* begin SUPPLIED MATERIAL *

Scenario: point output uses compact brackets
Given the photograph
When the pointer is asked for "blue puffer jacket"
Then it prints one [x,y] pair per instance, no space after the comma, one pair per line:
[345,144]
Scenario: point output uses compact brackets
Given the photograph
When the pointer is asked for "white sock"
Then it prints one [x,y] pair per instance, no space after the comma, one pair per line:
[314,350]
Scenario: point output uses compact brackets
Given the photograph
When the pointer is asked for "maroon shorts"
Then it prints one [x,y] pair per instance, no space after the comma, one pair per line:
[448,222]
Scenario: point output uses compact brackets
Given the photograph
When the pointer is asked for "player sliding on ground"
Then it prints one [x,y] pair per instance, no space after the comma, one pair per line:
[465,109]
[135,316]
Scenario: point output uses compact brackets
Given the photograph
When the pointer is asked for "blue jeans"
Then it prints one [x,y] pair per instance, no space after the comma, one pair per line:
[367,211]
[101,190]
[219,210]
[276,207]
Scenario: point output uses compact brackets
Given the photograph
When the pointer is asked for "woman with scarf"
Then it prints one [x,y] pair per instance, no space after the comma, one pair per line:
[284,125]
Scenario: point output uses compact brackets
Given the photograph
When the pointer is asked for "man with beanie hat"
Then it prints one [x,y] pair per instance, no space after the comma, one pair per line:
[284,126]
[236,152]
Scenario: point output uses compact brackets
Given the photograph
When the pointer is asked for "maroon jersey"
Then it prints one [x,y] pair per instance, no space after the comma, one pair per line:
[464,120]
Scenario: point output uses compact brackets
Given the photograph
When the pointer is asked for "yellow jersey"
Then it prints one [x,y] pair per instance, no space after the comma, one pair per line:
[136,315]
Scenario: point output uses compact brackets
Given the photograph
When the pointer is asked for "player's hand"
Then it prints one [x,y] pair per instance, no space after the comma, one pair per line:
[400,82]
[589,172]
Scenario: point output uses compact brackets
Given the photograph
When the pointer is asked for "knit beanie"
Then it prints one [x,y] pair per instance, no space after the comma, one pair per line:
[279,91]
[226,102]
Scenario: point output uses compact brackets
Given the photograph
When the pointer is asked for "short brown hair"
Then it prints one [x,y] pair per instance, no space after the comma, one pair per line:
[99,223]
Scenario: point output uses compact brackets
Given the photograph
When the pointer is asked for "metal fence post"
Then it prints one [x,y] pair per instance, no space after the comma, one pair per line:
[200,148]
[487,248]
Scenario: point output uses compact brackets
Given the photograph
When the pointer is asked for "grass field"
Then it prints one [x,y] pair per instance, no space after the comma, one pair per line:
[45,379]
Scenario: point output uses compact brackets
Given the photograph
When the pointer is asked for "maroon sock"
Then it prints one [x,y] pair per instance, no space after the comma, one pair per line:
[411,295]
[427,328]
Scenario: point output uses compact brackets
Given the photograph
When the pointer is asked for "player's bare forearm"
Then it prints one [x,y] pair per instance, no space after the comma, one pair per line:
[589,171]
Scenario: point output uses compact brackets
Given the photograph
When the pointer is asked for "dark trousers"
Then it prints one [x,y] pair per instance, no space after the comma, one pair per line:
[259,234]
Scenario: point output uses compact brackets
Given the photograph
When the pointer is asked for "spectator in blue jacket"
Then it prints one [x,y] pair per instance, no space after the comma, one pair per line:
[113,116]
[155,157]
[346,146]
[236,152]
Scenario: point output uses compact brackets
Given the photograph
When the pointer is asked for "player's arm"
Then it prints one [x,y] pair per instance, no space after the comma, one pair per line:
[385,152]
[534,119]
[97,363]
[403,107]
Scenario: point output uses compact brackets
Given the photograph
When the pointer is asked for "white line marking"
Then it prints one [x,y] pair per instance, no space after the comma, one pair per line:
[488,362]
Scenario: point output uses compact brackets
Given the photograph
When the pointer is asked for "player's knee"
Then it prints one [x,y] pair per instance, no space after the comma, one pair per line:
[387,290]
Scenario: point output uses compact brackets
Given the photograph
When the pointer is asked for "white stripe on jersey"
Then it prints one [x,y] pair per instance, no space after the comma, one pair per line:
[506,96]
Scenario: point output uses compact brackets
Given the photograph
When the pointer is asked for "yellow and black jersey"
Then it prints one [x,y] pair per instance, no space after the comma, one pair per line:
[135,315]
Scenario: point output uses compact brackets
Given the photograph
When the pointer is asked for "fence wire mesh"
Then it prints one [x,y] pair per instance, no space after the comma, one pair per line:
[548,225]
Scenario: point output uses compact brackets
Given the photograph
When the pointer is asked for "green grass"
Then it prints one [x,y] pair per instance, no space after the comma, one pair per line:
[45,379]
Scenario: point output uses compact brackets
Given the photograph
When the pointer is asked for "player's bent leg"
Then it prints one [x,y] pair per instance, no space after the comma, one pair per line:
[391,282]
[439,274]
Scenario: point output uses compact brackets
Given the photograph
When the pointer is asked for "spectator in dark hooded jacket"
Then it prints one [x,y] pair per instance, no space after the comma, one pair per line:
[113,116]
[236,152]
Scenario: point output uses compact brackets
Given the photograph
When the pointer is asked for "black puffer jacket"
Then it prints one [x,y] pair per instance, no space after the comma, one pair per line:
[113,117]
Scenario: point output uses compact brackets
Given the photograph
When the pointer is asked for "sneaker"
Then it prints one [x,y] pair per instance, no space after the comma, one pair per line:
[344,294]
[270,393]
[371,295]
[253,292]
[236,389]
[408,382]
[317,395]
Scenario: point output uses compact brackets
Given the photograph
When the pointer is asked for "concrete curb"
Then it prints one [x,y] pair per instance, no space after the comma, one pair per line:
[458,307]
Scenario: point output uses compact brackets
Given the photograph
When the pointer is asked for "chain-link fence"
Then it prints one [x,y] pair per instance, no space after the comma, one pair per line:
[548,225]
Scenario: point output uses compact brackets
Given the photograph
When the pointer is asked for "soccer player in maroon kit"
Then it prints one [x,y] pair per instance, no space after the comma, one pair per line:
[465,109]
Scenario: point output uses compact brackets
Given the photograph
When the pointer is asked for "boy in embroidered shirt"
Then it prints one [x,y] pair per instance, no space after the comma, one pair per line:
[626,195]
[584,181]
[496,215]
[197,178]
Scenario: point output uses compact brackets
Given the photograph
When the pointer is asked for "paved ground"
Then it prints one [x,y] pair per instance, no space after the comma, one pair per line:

* end SUPPLIED MATERIAL *

EXERCISE INSTRUCTIONS: Give the listing again, word for word.

WRITTEN RESPONSE:
Scenario: point output uses compact brackets
Given the photograph
When the pointer is asked for "blue puffer jacket"
Then it prints one [x,y] pair per instance, no space after the comma, one pair per line:
[345,144]
Scenario: point output uses compact brackets
Given the photograph
When the pointer is asked for "white sock"
Then it prints one [x,y] pair per instance, no space after the comma, one pair per line:
[314,350]
Scenario: point output uses compact brackets
Given the photograph
When the pointer is asked for "maroon shorts"
Then it prints one [x,y] pair per instance, no space after the comma, one pair per line:
[448,222]
Scenario: point output uses compact brackets
Given the photograph
When the pointer is asked for "player sliding on ground"
Then it prints one [x,y] pair per instance, no space after the comma, one pair per line:
[465,109]
[135,316]
Scenario: point output uses compact brackets
Given the photograph
When the pointer is asked for "blue jeans"
Then it prints one [x,y] pair per instance, no space after the comma, one pair per line:
[367,211]
[101,190]
[219,210]
[276,207]
Scenario: point output uses compact brackets
Given the photograph
When the pointer is asked for "woman with scarf"
Then it prints one [x,y] pair per instance, no space after the comma, one pair per line:
[284,125]
Scenario: point output uses compact brackets
Given the photograph
When the pointer is asked for "man with beanie hat"
Then it prints one [x,y] pair per instance, no space after the comma, one pair per line:
[284,126]
[236,152]
Scenario: point output uses compact brackets
Given the photograph
When the pointer is asked for "maroon jersey"
Then it prints one [x,y] pair per instance, no space after the comma, one pair per line:
[464,120]
Scenario: point output uses compact brackets
Given the photograph
When the pointer is asked for "yellow jersey"
Then it prints one [x,y] pair per instance, no space after the comma, one pair per line:
[136,315]
Scenario: point output uses compact brackets
Given the photograph
When the pointer is asked for "player's hand"
Then it prints one [x,y] pair per instance, no space after the comma, one pair per line:
[400,82]
[589,172]
Scenario: point output uses compact brackets
Given the photograph
When the pointer is asked for "knit beanie"
Then it prints one [x,y] pair per instance, no space after the comma, one pair per line:
[279,91]
[226,102]
Scenario: point output uses compact brackets
Given the photograph
When the pointer is asked for "short brown hair"
Then it prints one [x,y] pair per instance, no space after the comma, one pair per line:
[99,223]
Scenario: point output uses compact brackets
Given the photograph
When the pointer is asked for "metal fence post"
Then it prints one [x,y] pair per instance, no space after the comma, one pair per line:
[200,148]
[487,248]
Scenario: point output uses compact brackets
Given the photograph
When the pointer is asked for "grass field"
Then it prints one [x,y] pair per instance, no space after the comma, one pair per line:
[45,379]
Scenario: point output uses compact brackets
Given the photograph
When the pointer is asked for "maroon sock"
Then it prints one [x,y] pair per instance, no space after the comma, one pair per line:
[411,295]
[427,328]
Scenario: point output uses compact brackets
Given the photograph
When the pointer is asked for "player's bare forearm"
Then it prints one [x,y] pair per instance, no space after the comma, one pair per line:
[589,171]
Scenario: point output uses compact brackets
Given the photograph
When the pointer is asked for "dark trousers"
Then it prints one [x,y] pair per instance, no space after the comma, one pair per line:
[259,234]
Scenario: point output uses compact brackets
Given the photograph
When the pointer is asked for "spectator in blue jacket"
Then it prints one [x,y] pair per instance, no space after the comma, one pair per line:
[113,116]
[155,157]
[346,146]
[236,152]
Scenario: point output uses compact brackets
Given the photograph
When the pointer is asked for "player's arm"
Then it prints one [x,y] pair per instance, no space after the comma, one pair per line:
[385,152]
[534,119]
[97,363]
[403,107]
Scenario: point output uses compact brackets
Given the photograph
When the pointer is asked for "white line marking"
Then it prints one [x,y] pair per instance, no space after the comma, one pair per line:
[488,362]
Scenario: point output uses compact brackets
Given the photograph
When the pointer is asked for "player's knee"
Then it prints one [x,y] pair per instance, no space after the comma, one pair per line:
[387,290]
Scenario: point output uses compact brackets
Given the photograph
When the pointer is asked for "white stripe on jersey"
Then it prints one [x,y] pair per instance, no space after the comma, one pair per line:
[506,96]
Scenario: point output uses compact brackets
Given the photograph
When the pointer is asked for "yellow and black jersey"
Then it prints one [x,y] pair per instance, no space after the comma, one pair per line:
[135,315]
Scenario: point output uses compact brackets
Given the photograph
When the pointer is asked for "fence wire mesh"
Then it prints one [x,y] pair per instance, no space after the comma, one pair per line:
[548,225]
Scenario: point output uses compact brackets
Given the photograph
When the pointer is asked for "green grass"
Then it prints one [x,y] pair per instance, no space after the comma, one pair per line:
[45,379]
Scenario: point output uses compact brackets
Given the photograph
When the pointer is asked for "player's bent leg"
Then it prints one [x,y] pair per instance, no space after the comma, one pair per line:
[391,282]
[439,274]
Scenario: point output uses compact brackets
Given the photograph
When the pointer is asked for "spectator in dark hooded jacket"
Then it prints one [x,y] pair per instance, no space after the comma, one pair per line:
[113,116]
[236,152]
Scenario: point output uses compact brackets
Given the photograph
When the pointer is asked for "black puffer jacket"
Then it prints one [x,y] pair per instance, no space after the comma, one pair per line:
[113,117]
Scenario: point output uses compact brackets
Given the photograph
When the pointer is asked for "sneaker"
Then it prints one [x,y] pair per instance, no space after the comma, one pair per line:
[344,294]
[270,393]
[371,295]
[253,292]
[236,389]
[408,382]
[317,395]
Scenario: point output uses compact brackets
Given the photograph
When the pointer is asked for "concrete curb"
Then it prints one [x,y] pair per instance, no space after the comma, one pair per line:
[458,307]
Scenario: point output uses compact brackets
Given the photograph
When the pointer is asked for "chain-link fence"
Then it prints one [x,y] pair per instance, no space after the comma, one pair per line:
[548,225]
Scenario: point output uses compact brackets
Given the photograph
When the pointer is asked for "soccer player in maroon kit"
Then it prints one [x,y] pair per instance, no space after the comma, one pair per line:
[465,109]
Scenario: point output uses compact brackets
Given the photograph
When the pointer is asked for "boy in embroidered shirt"
Then it prints one [x,y] pair per instance, no space after the comma, one pair per line:
[626,195]
[584,181]
[496,215]
[197,178]
Scenario: point output uses compact brackets
Given the photograph
When the pointer is asked for "paved ground"
Then it prints one [x,y] pair per instance, no space after the comma, one pair per line:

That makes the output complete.